-- THE TASK --
Your job with the data below is to output exactly the lines from the one holding "Target: green grass" down to the one holding "Return one point per instance of the white", both included, and no others.

Image point grounding data
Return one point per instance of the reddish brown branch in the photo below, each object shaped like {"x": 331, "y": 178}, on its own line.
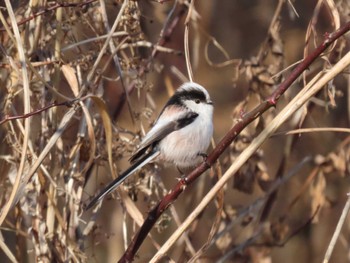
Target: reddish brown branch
{"x": 54, "y": 104}
{"x": 155, "y": 213}
{"x": 51, "y": 8}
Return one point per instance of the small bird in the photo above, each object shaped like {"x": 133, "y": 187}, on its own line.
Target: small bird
{"x": 180, "y": 135}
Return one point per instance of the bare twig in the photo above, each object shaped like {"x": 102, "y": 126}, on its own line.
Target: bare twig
{"x": 337, "y": 231}
{"x": 30, "y": 114}
{"x": 225, "y": 142}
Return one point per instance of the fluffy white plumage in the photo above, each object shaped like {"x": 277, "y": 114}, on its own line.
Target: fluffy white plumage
{"x": 180, "y": 135}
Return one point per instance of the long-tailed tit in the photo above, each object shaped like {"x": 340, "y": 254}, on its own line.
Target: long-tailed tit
{"x": 180, "y": 135}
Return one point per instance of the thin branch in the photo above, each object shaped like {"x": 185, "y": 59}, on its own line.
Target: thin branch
{"x": 51, "y": 8}
{"x": 155, "y": 213}
{"x": 30, "y": 114}
{"x": 337, "y": 231}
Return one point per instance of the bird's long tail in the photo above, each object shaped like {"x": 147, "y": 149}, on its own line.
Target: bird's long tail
{"x": 116, "y": 182}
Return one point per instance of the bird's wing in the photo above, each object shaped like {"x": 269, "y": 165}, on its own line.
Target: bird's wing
{"x": 165, "y": 125}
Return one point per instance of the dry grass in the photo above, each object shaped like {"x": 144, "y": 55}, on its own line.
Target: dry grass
{"x": 81, "y": 82}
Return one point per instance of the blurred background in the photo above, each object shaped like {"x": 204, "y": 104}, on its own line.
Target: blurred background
{"x": 240, "y": 51}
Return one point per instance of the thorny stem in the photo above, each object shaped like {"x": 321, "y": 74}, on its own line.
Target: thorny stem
{"x": 271, "y": 101}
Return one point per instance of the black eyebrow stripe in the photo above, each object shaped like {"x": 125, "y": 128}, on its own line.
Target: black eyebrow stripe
{"x": 188, "y": 94}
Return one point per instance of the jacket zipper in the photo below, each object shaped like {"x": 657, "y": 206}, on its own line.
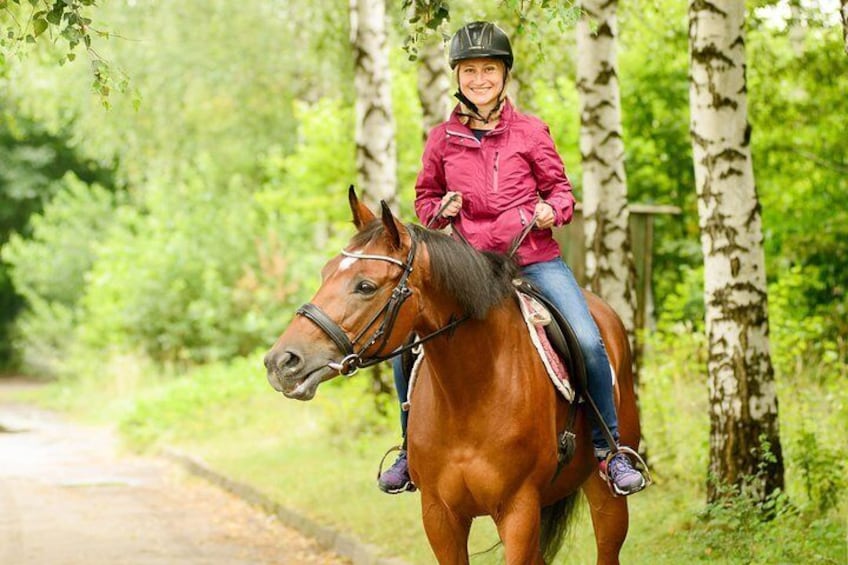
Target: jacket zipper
{"x": 495, "y": 175}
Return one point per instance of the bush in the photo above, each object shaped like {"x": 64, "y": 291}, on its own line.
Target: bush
{"x": 49, "y": 270}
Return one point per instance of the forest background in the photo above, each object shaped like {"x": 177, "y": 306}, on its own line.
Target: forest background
{"x": 156, "y": 240}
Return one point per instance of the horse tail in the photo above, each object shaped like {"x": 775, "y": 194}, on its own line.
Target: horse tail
{"x": 555, "y": 525}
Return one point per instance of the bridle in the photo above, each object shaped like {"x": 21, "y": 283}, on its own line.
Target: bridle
{"x": 352, "y": 359}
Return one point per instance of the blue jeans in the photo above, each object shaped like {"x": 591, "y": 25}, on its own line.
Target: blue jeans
{"x": 556, "y": 281}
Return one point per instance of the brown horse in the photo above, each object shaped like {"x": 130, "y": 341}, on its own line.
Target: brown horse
{"x": 484, "y": 417}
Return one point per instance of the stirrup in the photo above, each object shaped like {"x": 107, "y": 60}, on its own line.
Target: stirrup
{"x": 398, "y": 447}
{"x": 638, "y": 464}
{"x": 410, "y": 486}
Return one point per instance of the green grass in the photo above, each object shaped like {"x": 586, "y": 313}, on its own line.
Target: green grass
{"x": 320, "y": 458}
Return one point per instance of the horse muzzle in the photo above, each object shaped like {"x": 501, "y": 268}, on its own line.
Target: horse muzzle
{"x": 288, "y": 373}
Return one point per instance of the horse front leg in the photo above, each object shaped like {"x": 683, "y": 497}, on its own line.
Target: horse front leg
{"x": 610, "y": 519}
{"x": 519, "y": 529}
{"x": 447, "y": 532}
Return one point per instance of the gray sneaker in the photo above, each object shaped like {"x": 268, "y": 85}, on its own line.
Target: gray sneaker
{"x": 395, "y": 479}
{"x": 622, "y": 476}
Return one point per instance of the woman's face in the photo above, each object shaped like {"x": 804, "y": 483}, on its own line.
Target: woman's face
{"x": 481, "y": 80}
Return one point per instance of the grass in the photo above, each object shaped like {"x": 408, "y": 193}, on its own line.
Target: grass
{"x": 320, "y": 458}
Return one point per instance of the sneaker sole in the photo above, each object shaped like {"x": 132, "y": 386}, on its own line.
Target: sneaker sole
{"x": 407, "y": 487}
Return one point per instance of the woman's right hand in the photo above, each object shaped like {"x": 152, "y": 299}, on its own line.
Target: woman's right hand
{"x": 452, "y": 209}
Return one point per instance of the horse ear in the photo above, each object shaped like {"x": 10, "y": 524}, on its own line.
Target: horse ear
{"x": 361, "y": 214}
{"x": 393, "y": 227}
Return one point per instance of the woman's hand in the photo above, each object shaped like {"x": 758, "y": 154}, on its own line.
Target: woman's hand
{"x": 544, "y": 215}
{"x": 455, "y": 205}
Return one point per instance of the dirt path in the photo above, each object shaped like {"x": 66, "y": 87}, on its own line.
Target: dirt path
{"x": 67, "y": 496}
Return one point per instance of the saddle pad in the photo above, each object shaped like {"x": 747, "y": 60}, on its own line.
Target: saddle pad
{"x": 536, "y": 316}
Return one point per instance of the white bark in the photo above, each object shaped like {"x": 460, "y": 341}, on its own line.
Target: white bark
{"x": 845, "y": 24}
{"x": 376, "y": 153}
{"x": 609, "y": 261}
{"x": 434, "y": 83}
{"x": 743, "y": 400}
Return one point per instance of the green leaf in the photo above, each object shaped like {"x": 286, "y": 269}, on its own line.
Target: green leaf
{"x": 55, "y": 15}
{"x": 39, "y": 26}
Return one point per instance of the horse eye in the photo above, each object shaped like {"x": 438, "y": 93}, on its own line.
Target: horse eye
{"x": 366, "y": 287}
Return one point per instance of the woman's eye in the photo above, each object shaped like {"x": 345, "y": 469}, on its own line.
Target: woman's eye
{"x": 366, "y": 287}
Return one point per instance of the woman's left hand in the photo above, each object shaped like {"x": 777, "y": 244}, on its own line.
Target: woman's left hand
{"x": 544, "y": 215}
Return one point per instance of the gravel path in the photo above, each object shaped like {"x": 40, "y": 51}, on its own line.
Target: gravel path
{"x": 68, "y": 496}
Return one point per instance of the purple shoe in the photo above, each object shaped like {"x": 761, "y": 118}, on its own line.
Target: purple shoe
{"x": 395, "y": 479}
{"x": 623, "y": 478}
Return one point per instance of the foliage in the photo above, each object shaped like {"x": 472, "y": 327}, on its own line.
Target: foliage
{"x": 23, "y": 24}
{"x": 33, "y": 161}
{"x": 48, "y": 269}
{"x": 174, "y": 281}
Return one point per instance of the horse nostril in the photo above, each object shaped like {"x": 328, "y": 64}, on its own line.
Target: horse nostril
{"x": 290, "y": 361}
{"x": 285, "y": 361}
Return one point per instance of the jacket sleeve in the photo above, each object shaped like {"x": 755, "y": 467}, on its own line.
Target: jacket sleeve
{"x": 431, "y": 186}
{"x": 552, "y": 182}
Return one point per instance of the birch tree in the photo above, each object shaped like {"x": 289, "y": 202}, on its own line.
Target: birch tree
{"x": 745, "y": 448}
{"x": 434, "y": 83}
{"x": 376, "y": 153}
{"x": 609, "y": 261}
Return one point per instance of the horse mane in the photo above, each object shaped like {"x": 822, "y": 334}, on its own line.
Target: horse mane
{"x": 477, "y": 280}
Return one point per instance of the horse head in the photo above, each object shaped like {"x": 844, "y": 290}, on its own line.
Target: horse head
{"x": 364, "y": 308}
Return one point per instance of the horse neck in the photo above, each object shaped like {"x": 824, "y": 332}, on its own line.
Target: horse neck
{"x": 472, "y": 353}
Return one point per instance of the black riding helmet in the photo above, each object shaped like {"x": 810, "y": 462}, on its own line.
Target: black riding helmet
{"x": 480, "y": 39}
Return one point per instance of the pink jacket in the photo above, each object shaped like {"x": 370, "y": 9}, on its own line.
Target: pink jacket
{"x": 501, "y": 178}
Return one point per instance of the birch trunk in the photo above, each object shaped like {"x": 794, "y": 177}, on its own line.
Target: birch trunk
{"x": 375, "y": 126}
{"x": 434, "y": 83}
{"x": 845, "y": 24}
{"x": 745, "y": 448}
{"x": 609, "y": 260}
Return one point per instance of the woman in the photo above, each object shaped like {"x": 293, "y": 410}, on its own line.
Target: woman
{"x": 490, "y": 170}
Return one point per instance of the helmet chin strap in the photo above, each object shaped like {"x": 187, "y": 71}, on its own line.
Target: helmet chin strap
{"x": 473, "y": 107}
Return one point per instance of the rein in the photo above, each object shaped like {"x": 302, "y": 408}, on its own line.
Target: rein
{"x": 354, "y": 360}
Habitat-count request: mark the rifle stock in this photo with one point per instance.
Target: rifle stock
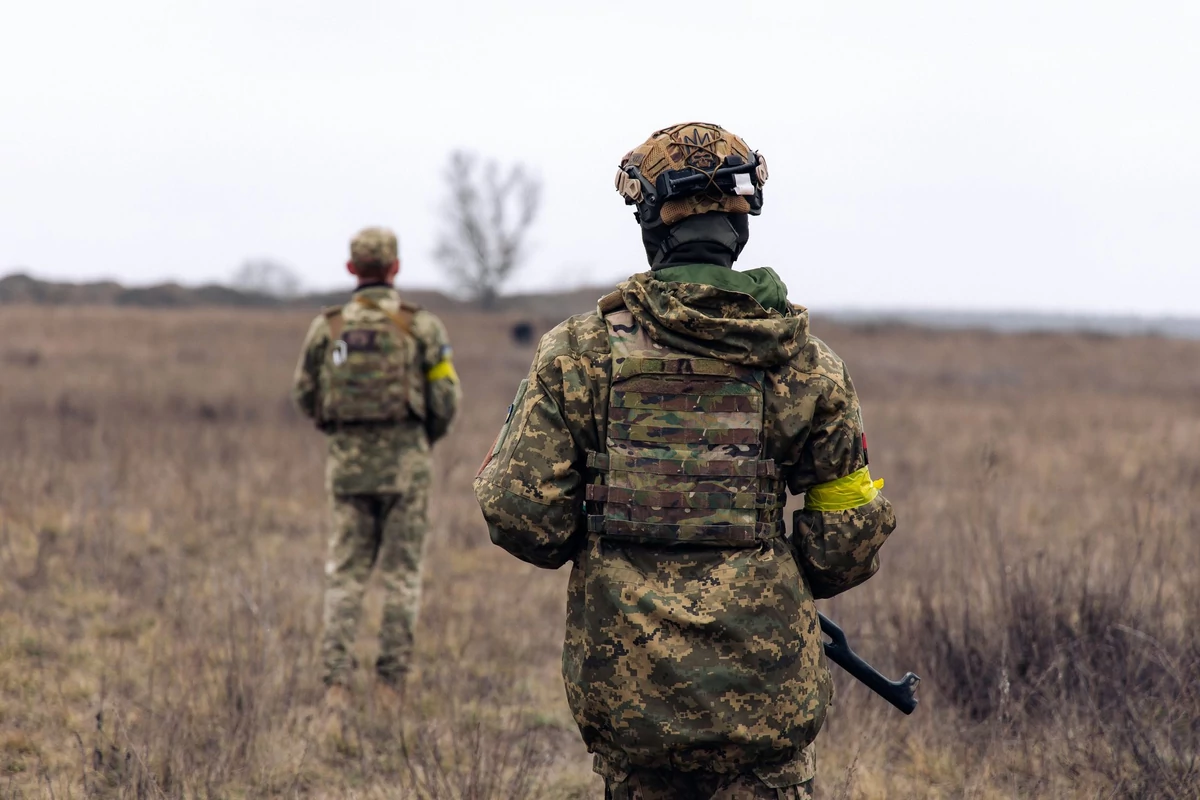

-- OUTPUT BELOW --
Target: green grass
{"x": 320, "y": 458}
Return one point per instance of the horse muzzle in the photo above, each object shaped like {"x": 501, "y": 268}, on its own line.
Target: horse muzzle
{"x": 288, "y": 373}
Return one point per instance of the horse front leg in the photo above, each object shaped like {"x": 683, "y": 497}, on its own line.
Target: horse front leg
{"x": 610, "y": 519}
{"x": 519, "y": 529}
{"x": 447, "y": 532}
Return one point per instance of the gray sneaker in the photo above, each object shaped like {"x": 268, "y": 85}, on its own line.
Target: gray sneaker
{"x": 395, "y": 479}
{"x": 622, "y": 476}
Return one point per instance of the woman's face in the photo above, each object shaped like {"x": 804, "y": 483}, on its own line.
Target: woman's face
{"x": 481, "y": 80}
Return one point per instance of the grass in the photo above, each object shaped like {"x": 408, "y": 193}, on its own line.
Target: grass
{"x": 320, "y": 458}
Return one point per instance of the sneaker sole in the photo above, each object shaped like {"x": 132, "y": 386}, on its own line.
Target: sneaker sole
{"x": 407, "y": 487}
Return one point per instance of the woman's right hand in the photo above, each object shaped like {"x": 152, "y": 299}, on its own line.
Target: woman's right hand
{"x": 452, "y": 209}
Return one point per instance of the horse ear in the photo above, each object shaped like {"x": 10, "y": 524}, on its own line.
Target: horse ear
{"x": 361, "y": 214}
{"x": 393, "y": 227}
Return one point per instance of the woman's hand in the photo above, each object shaped like {"x": 758, "y": 154}, on its own line.
Target: woman's hand
{"x": 544, "y": 215}
{"x": 455, "y": 205}
Return one point per instance of the dirt path in the photo above, each object shaped like {"x": 66, "y": 87}, on its own line.
Target: dirt path
{"x": 67, "y": 496}
Return one point per instance of the saddle pad in the photo above, each object shaped like {"x": 747, "y": 60}, on its own line.
Target: saddle pad
{"x": 536, "y": 316}
Return one point per instance of the white bark in the photo above, each object shaped like {"x": 460, "y": 341}, on its own line.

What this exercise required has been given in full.